• ÜBUNGSAUFGABEN
a) Gib aus dem Auszug über die Irak-Berichterstattung der NYT den Wortlaut von „Im Fall Millers“ bis einschließlich „massenmedialer Strukturen statt.“ genau wieder.
b) Was geschieht laut dem Auszug über die Irak-Berichterstattung der NYT mit dem System der Massenmedien, wenn es mit Störungen umgeht?
c) Führe den Auszug über die Irak-Berichterstattung der NYT im Anschluss an seinen letzten Satz weiter.

• SEITENAUSZUG
• • • • • • •
Im Fall Millers fanden sowohl die Erzählung (die in eine bestimmte politische Richtung weisende Irak-Berichterstattung der NYT), die Stellungnahmen (Kritik an der Berichterstattung), die Relativierung der kritischen Stellungnahmen (durch Fortsetzen der Berichterstattung in der eingeschlagenen Richtung) sowie später die zunehmende Zustimmung zu den kritischen Stellungnahmen (durch mehr und mehr gegenläufige Berichterstattung) innerhalb massenmedialer Strukturen statt.

Die Leserinnen und Leser dieser Artikel blieben weitgehend außen vor, anders als heute wurden die jeweiligen Texte nur gleichsam archivarisch ins Internet gestellt, ohne dass dort eine direkte Interaktion mit Rezipienten via Kommentarbereichen vorgesehen war. An der Irak-Berichterstattung der NYT kann man beobachten, wie das System der Massenmedien mit Störungen umgeht: wie es labil wird, sich ausdifferenziert und sich wieder stabilisiert. Die Frage ist, ob so etwas heute immer noch so abliefe.
• • • • • • •
• AUFLISTUNG

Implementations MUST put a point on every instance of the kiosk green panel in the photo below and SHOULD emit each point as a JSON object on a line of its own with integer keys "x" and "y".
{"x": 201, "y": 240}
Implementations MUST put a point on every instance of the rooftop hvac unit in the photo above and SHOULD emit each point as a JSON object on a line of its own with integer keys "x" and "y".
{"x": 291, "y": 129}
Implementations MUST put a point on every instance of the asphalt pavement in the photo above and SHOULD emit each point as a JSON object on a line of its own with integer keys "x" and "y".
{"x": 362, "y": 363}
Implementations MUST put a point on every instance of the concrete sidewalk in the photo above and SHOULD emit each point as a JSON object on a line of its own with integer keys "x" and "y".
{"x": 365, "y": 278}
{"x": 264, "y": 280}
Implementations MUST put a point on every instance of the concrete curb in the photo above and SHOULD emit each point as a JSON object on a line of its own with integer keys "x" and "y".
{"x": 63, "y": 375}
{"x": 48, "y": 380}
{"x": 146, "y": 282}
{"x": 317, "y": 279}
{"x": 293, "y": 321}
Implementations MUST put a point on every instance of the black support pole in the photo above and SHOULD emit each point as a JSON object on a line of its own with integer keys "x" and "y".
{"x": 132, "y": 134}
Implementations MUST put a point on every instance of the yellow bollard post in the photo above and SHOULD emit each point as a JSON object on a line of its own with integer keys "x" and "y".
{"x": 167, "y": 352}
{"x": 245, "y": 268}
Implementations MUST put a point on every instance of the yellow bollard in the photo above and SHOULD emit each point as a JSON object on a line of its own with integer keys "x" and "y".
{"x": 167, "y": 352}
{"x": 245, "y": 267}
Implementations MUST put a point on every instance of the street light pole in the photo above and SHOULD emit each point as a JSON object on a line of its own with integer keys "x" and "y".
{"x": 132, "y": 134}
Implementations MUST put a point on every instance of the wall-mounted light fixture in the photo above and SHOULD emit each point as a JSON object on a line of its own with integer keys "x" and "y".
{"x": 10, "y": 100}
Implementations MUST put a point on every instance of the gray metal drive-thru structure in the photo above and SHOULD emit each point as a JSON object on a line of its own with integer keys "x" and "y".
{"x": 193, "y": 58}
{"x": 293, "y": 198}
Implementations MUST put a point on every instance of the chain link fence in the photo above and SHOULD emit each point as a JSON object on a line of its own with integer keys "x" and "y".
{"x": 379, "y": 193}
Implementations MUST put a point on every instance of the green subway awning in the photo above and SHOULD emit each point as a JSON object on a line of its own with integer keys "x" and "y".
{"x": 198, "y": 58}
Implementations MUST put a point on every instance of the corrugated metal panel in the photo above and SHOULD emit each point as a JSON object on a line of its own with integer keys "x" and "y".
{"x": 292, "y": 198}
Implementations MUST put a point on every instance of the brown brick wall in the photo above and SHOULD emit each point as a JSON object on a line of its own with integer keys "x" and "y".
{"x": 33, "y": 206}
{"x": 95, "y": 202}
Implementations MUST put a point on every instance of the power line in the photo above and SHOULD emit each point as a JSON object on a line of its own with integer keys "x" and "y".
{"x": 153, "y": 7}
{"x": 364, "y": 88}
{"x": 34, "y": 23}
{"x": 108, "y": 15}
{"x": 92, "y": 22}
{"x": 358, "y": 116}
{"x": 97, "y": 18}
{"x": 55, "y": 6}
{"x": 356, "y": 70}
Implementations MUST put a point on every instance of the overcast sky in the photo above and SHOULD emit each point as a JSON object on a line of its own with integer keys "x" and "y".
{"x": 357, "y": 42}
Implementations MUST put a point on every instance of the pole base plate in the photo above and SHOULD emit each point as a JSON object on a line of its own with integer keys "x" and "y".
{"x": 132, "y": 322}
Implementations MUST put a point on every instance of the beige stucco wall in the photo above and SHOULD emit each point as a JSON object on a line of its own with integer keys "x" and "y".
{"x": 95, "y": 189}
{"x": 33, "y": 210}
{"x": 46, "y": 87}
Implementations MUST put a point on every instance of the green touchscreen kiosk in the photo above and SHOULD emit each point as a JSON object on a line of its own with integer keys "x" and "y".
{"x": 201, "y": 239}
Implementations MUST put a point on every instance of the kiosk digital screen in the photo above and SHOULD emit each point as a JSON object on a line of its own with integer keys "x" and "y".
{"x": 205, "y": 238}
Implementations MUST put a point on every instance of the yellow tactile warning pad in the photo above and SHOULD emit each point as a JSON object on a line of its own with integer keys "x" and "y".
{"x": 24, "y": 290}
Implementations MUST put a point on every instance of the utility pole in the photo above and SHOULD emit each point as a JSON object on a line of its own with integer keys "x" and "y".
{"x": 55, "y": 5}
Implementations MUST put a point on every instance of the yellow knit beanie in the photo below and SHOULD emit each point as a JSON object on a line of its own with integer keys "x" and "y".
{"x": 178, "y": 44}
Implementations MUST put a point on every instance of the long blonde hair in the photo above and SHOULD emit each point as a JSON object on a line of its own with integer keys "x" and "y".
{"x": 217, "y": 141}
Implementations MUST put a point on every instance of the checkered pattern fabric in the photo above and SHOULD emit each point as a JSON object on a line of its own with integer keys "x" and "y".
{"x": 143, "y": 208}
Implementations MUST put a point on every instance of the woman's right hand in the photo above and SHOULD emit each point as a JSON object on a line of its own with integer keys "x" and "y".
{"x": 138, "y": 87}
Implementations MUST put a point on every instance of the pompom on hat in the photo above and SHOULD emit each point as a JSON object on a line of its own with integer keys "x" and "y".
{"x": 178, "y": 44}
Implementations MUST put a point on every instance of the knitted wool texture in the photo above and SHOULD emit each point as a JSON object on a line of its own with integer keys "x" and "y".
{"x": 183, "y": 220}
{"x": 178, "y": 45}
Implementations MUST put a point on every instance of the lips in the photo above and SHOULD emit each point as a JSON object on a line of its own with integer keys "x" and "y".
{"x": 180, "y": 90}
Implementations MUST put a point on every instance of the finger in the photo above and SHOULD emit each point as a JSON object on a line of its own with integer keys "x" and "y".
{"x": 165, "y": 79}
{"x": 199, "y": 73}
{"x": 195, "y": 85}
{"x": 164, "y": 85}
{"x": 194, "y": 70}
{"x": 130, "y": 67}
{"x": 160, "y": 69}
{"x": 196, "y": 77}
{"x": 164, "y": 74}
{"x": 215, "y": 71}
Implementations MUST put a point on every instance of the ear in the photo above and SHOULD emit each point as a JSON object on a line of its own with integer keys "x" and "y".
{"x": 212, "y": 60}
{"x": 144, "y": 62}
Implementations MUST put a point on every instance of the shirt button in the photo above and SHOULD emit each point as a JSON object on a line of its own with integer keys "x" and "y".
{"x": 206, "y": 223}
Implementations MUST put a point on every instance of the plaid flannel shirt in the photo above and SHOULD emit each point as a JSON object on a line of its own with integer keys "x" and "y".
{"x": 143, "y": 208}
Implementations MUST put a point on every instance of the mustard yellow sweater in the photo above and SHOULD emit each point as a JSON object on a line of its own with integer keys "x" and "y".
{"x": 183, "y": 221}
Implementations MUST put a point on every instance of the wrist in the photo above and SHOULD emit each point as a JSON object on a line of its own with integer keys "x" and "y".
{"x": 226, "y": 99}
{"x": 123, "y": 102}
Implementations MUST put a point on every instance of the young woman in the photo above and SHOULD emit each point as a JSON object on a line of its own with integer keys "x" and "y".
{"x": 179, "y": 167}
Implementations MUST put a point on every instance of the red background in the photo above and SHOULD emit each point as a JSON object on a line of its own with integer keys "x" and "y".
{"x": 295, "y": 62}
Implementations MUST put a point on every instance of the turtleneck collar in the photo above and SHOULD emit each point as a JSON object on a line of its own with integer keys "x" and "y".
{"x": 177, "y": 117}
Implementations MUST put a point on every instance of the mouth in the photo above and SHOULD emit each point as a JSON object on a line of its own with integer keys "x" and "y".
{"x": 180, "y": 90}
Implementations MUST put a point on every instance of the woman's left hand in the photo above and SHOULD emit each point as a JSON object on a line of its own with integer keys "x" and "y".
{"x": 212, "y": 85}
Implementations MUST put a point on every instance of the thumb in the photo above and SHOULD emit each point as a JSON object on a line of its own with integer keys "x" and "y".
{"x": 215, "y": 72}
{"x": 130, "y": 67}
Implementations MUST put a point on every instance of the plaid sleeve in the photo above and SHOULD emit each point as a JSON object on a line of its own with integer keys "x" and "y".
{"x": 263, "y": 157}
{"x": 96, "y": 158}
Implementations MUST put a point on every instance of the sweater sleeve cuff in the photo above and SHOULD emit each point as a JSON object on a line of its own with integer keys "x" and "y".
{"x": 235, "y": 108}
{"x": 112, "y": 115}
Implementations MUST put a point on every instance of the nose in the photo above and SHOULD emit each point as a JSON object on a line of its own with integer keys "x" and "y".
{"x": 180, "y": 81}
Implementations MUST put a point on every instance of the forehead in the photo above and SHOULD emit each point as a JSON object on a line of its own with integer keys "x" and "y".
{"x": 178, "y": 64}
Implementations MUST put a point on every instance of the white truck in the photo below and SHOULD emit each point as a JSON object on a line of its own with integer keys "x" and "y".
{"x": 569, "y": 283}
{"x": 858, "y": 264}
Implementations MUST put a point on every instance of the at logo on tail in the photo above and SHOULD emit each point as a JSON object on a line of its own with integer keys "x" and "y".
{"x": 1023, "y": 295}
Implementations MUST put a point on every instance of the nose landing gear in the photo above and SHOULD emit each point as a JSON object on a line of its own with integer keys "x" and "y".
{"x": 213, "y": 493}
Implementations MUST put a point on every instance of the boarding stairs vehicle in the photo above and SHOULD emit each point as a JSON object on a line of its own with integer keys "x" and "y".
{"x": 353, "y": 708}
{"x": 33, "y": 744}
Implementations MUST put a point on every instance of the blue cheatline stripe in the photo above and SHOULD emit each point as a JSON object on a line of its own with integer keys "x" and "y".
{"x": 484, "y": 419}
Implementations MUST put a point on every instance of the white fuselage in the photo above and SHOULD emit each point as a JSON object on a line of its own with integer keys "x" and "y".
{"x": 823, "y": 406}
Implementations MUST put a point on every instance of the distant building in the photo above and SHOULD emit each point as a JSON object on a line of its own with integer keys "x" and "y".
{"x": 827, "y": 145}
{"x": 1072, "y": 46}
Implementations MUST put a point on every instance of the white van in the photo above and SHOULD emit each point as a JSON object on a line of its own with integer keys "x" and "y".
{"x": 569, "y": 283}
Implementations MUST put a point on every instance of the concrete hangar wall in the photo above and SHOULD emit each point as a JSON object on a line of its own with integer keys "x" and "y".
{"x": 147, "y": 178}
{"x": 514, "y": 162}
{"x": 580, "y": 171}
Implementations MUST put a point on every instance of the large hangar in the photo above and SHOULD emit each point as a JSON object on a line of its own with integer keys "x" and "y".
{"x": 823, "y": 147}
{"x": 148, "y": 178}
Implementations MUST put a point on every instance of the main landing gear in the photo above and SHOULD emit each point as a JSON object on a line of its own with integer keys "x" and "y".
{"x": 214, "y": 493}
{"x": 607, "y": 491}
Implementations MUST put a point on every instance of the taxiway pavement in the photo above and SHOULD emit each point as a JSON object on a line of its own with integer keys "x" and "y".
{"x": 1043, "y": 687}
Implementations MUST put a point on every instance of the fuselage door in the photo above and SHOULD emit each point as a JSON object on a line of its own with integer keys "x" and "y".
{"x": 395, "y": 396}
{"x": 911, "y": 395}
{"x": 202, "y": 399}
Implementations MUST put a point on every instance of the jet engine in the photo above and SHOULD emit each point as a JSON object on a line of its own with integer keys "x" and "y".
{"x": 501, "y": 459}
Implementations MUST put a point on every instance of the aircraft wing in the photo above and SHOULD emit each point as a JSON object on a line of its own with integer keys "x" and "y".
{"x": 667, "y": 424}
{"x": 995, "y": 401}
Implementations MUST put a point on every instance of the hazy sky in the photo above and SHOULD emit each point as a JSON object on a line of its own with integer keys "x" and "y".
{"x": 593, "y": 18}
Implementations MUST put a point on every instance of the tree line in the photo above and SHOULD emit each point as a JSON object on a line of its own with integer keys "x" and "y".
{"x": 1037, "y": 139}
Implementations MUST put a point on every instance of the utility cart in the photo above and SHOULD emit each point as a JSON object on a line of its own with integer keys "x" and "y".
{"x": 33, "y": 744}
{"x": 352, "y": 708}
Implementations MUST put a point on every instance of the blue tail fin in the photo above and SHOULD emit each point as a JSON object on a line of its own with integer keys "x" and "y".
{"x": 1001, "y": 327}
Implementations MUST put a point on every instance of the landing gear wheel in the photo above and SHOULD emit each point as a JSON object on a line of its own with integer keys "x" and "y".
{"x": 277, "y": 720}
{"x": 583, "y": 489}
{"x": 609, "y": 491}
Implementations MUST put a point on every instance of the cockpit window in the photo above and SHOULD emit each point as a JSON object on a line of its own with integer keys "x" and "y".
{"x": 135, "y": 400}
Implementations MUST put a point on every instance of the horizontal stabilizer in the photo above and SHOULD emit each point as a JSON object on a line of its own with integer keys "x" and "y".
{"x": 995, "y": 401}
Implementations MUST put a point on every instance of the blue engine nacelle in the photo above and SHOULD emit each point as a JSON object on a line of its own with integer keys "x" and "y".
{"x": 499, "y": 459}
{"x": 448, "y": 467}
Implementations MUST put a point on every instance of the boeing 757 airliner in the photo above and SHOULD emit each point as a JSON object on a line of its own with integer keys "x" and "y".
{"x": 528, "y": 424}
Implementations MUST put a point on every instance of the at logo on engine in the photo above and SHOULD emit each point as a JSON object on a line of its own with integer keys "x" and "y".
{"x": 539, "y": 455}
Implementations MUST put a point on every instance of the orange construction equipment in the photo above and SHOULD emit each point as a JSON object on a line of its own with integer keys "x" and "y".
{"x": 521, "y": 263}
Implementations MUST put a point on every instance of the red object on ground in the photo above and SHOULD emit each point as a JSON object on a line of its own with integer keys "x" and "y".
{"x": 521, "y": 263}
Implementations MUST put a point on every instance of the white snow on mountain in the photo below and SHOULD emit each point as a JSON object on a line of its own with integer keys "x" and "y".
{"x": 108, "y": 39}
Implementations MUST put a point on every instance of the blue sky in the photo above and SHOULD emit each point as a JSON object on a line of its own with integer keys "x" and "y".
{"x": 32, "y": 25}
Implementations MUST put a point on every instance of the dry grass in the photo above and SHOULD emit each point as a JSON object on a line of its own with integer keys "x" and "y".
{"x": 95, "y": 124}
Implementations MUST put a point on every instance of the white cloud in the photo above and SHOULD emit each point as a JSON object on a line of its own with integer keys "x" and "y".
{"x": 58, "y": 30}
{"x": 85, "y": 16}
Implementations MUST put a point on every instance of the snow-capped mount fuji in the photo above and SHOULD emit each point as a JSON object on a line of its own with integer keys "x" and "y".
• • • • • • •
• LÖSUNGEN
a)
Im Fall Millers fanden sowohl die Erzählung (die in eine bestimmte politische Richtung weisende Irak-Berichterstattung der NYT), die Stellungnahmen (Kritik an der Berichterstattung), die Relativierung der kritischen Stellungnahmen (durch Fortsetzen der Berichterstattung in der eingeschlagenen Richtung) sowie später die zunehmende Zustimmung zu den kritischen Stellungnahmen (durch mehr und mehr gegenläufige Berichterstattung) innerhalb massenmedialer Strukturen statt.

b) Es wird labil, differenziert sich aus und stabilisiert sich wieder.

c)
Die Miller-Story steht in dieser Essay-Reihe nämlich auch stellvertretend für die Beobachtung, dass Beiträge in den Massenmedien nur Angebote von Produzenten an mehr oder weniger genau einschätzbare Rezipienten sind, die unter bestimmten Kontexten funktionieren oder scheitern. Systemtheoretisch gedacht, sind Produzenten und Rezipienten je eigene Systeme, die füreinander Umwelt darstellen und die aneinander nur durch Leistungsbeziehungen, sog. strukturelle Kopplungen, gebunden sind.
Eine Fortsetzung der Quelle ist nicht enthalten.